• **TASK REQUIREMENTS**:
1. Answer these questions from the paper on mitosis and meiosis.
(a) How many cells does mitosis produce from one cell?
(b) How many daughter cells result from meiosis?
(c) What four phases do both mitosis and meiosis go through?
2. Reproduce the passage of the paper on mitosis and meiosis that begins at the words "Mitosis is a" and stops after the words "results from meiosis.".
3. Carry on the paper on mitosis and meiosis from the point where it stops.

DOCUMENT EXCERPT Block Start

Mitosis and Meiosis

Mitosis is a process of cell division in which one cell generates two genetically identical cells. During this process, chromatin condenses into two rod shaped chromosomes making chromatin visible. Conversely, meiosis is a form of cell division that results in four daughter cells, each carrying half the number of chromosomes of parent cells (Elkouby & Mullins, 2017). This process is necessary in sexually reproducing organisms to ensure the same number of chromosome in offspring compared to parents. This paper discuses the differences between mitosis and meiosis I and II, and benefits of genetic variation which results from meiosis.

There are several similarities between mitosis and meiosis. These are; both mitosis and meiosis go through four phases; prophase, metaphase, anaphase and telophase. Both of them involve duplication of cell’s DNA. Each strand of chromosome or DNA is replicated and remains attached which yields two sister chromatids for each cell. Both mitosis and meiosis I and II have differences listed as follows:  In mitosis I, the DNA replicates only once for one cell division, to produce two identical daughters whereas in meiosis I, there are two cell divisions that yield un identical daughters. In mitosis II, the cell divides only once, while in meiosis II, the DNA replicates once for two cell divisions.

DOCUMENT EXCERPT Block End
PROVIDED MATERIAL Block Start

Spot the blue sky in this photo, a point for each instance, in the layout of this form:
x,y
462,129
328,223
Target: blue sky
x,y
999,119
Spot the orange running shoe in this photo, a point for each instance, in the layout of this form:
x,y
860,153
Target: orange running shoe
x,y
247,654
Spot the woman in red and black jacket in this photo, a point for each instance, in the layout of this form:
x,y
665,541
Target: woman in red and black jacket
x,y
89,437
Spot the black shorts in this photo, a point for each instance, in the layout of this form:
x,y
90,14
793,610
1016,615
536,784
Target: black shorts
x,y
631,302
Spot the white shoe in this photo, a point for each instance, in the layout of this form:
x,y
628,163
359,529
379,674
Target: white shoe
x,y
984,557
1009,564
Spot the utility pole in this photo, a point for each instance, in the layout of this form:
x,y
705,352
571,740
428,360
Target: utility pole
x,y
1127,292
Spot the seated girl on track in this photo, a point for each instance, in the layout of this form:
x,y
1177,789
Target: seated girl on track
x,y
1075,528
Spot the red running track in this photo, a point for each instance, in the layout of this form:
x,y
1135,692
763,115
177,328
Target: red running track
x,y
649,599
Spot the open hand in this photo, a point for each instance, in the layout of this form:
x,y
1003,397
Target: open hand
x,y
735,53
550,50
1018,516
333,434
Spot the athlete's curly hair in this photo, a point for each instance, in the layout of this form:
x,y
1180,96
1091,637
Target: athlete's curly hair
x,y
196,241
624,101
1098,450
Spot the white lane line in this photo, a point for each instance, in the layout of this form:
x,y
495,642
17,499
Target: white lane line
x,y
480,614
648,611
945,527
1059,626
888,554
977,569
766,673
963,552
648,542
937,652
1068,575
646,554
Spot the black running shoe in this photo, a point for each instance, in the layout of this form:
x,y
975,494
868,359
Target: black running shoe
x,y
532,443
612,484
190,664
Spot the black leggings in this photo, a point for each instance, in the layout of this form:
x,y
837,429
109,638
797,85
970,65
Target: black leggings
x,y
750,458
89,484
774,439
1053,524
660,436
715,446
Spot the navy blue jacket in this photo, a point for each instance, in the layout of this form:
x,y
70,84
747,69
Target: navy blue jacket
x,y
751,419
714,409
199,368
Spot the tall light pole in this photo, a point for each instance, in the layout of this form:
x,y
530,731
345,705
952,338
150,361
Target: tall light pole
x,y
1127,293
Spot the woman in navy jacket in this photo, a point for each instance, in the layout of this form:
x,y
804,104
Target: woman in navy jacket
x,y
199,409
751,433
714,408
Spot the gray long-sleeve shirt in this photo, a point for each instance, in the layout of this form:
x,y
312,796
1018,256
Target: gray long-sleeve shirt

PROVIDED MATERIAL Block End

• **RESPONSES IN ORDER**:
1.
(a) Two genetically identical cells.
(b) Four daughter cells.
(c) Prophase, metaphase, anaphase and telophase.

2.
Mitosis is a process of cell division in which one cell generates two genetically identical cells. During this process, chromatin condenses into two rod shaped chromosomes making chromatin visible. Conversely, meiosis is a form of cell division that results in four daughter cells, each carrying half the number of chromosomes of parent cells (Elkouby & Mullins, 2017). This process is necessary in sexually reproducing organisms to ensure the same number of chromosome in offspring compared to parents. This paper discuses the differences between mitosis and meiosis I and II, and benefits of genetic variation which results from meiosis.

3.
Genetic variations which result from meiosis give rise to several benefits, some of which are; meiosis transforms diploid cells into four haploid cells with each carrying a single copy of each chromosomes. This process increases genetic diversity of a species. It also provides resistance to diseases. More over, variation results in natural selection that is focused to a particular environment.

The most significant benefit is the provision of resistance to diseases. This is because in the absence of right genetic variation, population evolution will not occur. This brings about a population that can easily be wiped out by an out break of diseases.

Reference

Elkouby, Y. M., & Mullins, M. C. (2017). Coordination of cellular differentiation, polarity, mitosis and meiosis–New findings from early vertebrate oogenesis. Developmental Biology430(2), 275-287.